This protocol presents a comparison between two different induction protocols for differentiating human dental pulp stem cells (hDPSCs) toward pancreatic lineages in vitro: the integrative protocol and the non-integrative protocol. The integrative protocol generates more insulin producing cells (IPCs).

Abstract

As of 2000, the success of pancreatic islet transplantation using the Edmonton protocol to treat type I diabetes mellitus still faced some obstacles. These include the limited number of cadaveric pancreas donors and the long-term use of immunosuppressants. Mesenchymal stem cells (MSCs) have been considered to be a potential candidate as an alternative source of islet-like cell generation. Our previous reports have successfully illustrated the establishment of induction protocols for differentiating human dental pulp stem cells (hDPSCs) to insulin-producing cells (IPCs). However, the induction efficiency varied greatly. In this paper, we demonstrate the comparison of hDPSCs pancreatic induction efficiency via integrative (microenvironmental and genetic manipulation) and non-integrative (microenvironmental manipulation) induction protocols for delivering hDPSC-derived IPCs (hDPSC-IPCs). The results suggest distinct induction efficiency for both the induction approaches in terms of 3-dimensional colony structure, yield, pancreatic mRNA markers, and functional property upon multi-dosage glucose challenge. These findings will support the future establishment of a clinically applicable IPCs and pancreatic lineage production platform.

Introduction

Diabetes mellitus is an ongoing global concern. An International Diabetes Federation (IDF) report estimated that the global prevalence of diabetes would increase from 151 million in 2000 to 415 million in 20151,2. The latest epidemiology-based study has predicted that the estimated worldwide diabetes prevalence will increase from 451 million in 2017 to 693 million in 20451. The success of pancreatic islet transplantation using the Edmonton protocol was first demonstrated in 2000, when it was shown to maintain endogenous insulin production and stabilize the normoglycemic condition in type I diabetic patients3. However, the application of the Edmonton protocol still faces a bottleneck problem. The limited number of cadaveric pancreas donors is the main issue since each patient with type I diabetes requires at least 2-4 islet donors. Furthermore, the long-term use of immunosuppressive agents may cause life-threatening side effects4,5. To address this, the development of a potential therapy for diabetes in the past decade has mainly focused on the generation of effective insulin-producing cells (IPCs) from various sources of stem cells6.

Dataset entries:
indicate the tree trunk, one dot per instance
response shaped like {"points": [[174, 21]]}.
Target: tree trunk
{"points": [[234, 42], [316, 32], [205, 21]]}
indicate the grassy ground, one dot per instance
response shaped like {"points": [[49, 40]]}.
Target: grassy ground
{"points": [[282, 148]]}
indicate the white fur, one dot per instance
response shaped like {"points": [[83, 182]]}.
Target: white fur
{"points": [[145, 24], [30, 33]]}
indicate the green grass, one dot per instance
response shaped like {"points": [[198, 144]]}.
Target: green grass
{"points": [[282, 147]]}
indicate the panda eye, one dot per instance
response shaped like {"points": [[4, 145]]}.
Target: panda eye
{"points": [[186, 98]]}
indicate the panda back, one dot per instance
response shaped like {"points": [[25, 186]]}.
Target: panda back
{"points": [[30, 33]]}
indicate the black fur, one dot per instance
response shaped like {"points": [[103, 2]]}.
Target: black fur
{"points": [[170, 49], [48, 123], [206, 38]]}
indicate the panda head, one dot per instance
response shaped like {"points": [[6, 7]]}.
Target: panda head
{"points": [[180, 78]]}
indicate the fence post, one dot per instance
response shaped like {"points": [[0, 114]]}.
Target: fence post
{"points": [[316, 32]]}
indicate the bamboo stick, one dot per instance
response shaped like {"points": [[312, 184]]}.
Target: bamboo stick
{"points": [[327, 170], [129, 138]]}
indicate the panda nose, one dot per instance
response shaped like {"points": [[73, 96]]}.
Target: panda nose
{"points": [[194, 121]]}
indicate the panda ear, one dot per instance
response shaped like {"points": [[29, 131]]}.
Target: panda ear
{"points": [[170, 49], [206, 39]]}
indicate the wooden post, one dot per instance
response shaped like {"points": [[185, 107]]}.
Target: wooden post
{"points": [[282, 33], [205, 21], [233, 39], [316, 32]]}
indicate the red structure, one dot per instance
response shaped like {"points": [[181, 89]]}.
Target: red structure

* _Exercise brief_: In the excerpt on dental pulp stem cells, how many islet donors does each patient with type I diabetes require? You do not need the entries to complete the work.

* _Result of this exercise_: Each patient requires at least 2-4 islet donors.